**What you have to do**
Edit the material from its first line through the line holding "(1164, 161)", inclusive: change "street lamp" to "lamppost" and leave every other part of those lines unchanged.
— start of Listing —
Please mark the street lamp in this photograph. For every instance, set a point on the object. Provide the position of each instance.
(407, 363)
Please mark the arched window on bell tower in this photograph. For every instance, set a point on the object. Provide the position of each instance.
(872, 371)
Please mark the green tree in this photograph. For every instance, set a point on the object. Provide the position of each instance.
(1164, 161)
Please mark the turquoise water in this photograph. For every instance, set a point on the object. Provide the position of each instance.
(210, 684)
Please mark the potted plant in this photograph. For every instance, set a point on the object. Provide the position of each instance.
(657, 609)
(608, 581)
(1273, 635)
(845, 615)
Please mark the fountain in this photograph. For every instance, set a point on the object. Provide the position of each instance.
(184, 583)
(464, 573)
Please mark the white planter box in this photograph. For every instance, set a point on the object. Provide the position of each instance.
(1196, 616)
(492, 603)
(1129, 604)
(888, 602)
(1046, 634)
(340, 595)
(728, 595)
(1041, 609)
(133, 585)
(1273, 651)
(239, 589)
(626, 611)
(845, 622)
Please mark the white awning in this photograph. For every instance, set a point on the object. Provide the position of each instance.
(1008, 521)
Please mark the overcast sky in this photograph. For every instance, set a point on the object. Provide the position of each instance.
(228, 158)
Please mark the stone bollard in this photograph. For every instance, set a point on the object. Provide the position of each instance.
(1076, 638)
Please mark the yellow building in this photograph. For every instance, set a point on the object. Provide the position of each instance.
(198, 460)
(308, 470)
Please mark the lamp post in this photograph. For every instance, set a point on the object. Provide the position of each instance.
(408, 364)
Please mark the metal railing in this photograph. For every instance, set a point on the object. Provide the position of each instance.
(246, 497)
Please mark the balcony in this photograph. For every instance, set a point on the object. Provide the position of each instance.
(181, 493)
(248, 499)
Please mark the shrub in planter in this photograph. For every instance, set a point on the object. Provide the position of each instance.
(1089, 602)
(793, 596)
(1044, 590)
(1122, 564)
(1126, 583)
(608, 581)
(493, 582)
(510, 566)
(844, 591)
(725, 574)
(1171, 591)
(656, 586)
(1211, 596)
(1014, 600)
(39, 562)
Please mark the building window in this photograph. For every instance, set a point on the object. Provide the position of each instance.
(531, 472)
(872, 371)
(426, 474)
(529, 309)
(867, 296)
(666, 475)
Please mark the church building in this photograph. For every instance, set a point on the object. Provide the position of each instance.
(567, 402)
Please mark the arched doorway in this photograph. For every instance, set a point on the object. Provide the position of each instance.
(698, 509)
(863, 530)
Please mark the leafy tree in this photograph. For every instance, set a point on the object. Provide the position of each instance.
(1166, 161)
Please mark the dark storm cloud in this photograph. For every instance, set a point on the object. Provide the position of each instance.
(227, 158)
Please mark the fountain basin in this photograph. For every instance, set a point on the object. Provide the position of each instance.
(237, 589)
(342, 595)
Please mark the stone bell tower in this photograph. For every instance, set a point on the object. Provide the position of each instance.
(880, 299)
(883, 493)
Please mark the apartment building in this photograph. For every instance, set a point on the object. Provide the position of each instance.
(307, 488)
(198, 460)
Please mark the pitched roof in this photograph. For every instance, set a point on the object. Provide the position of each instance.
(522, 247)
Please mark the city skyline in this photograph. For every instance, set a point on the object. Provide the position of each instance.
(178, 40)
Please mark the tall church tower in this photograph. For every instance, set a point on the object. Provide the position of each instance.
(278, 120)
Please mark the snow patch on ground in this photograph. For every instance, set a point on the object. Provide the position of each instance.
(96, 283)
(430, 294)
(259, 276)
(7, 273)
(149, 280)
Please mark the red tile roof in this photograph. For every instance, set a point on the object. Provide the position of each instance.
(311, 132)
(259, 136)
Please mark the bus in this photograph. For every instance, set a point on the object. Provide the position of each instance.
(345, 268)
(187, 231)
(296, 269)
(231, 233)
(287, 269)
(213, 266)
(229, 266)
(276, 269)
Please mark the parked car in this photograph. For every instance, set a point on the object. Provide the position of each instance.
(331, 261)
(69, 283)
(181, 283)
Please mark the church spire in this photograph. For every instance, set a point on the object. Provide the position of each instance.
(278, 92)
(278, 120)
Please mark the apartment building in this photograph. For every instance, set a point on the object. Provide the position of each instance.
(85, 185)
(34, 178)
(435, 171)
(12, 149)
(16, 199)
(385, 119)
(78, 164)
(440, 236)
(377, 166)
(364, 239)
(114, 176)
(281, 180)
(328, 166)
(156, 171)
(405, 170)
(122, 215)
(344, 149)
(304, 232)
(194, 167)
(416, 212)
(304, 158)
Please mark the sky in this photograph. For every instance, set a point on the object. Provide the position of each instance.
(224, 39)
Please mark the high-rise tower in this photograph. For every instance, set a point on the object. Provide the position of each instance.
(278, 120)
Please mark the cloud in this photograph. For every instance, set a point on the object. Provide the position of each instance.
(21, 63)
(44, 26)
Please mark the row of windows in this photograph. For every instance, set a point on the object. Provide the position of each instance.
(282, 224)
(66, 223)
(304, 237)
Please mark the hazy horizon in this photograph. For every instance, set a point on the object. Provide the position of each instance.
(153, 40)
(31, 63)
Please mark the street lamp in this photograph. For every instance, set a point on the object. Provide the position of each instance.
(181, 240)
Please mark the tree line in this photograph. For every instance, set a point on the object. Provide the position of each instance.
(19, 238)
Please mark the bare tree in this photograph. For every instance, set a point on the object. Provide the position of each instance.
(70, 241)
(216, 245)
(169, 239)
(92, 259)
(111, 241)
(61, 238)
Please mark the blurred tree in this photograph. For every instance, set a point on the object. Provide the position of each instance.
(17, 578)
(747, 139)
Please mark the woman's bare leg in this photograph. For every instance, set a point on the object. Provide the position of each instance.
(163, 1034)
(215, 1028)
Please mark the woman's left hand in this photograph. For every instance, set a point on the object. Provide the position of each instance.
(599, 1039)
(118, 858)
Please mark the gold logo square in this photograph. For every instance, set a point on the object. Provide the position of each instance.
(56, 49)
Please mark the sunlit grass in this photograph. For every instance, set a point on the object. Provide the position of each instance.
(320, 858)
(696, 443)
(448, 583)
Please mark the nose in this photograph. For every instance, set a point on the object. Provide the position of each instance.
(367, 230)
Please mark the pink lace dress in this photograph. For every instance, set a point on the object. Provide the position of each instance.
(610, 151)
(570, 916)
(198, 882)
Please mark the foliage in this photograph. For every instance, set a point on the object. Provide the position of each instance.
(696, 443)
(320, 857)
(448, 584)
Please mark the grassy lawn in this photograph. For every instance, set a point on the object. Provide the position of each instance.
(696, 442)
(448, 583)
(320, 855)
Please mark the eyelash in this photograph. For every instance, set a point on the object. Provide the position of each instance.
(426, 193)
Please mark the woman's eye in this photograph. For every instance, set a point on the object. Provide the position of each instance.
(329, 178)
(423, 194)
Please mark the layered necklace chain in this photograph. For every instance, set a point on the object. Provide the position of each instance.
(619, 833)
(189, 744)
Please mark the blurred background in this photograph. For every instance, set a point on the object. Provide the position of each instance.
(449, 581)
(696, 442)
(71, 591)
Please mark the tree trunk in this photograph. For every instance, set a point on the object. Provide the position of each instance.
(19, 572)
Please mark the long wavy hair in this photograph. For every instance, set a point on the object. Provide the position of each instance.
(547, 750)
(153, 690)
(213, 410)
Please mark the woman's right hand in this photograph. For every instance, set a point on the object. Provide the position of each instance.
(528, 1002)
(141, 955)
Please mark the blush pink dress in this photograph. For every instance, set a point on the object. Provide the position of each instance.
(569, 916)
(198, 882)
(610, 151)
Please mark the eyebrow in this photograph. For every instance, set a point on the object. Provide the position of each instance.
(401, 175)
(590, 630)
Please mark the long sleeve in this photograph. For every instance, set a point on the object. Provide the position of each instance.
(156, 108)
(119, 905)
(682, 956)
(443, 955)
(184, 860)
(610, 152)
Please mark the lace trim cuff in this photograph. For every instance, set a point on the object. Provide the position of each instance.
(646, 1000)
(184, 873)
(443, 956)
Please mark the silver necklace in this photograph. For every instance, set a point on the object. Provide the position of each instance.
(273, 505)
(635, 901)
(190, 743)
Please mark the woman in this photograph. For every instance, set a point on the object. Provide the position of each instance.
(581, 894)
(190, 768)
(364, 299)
— end of Listing —
**Solution to the problem**
Please mark the lamppost in this photograph. For every instance, set a point on the object. Provide the position of each instance.
(407, 363)
Please mark the arched window on bell tower in this photograph. For every instance, set a point on the object. Provide the position of each instance.
(872, 371)
Please mark the green tree in this photograph. For every instance, set a point on the object. Provide the position of each instance.
(1164, 161)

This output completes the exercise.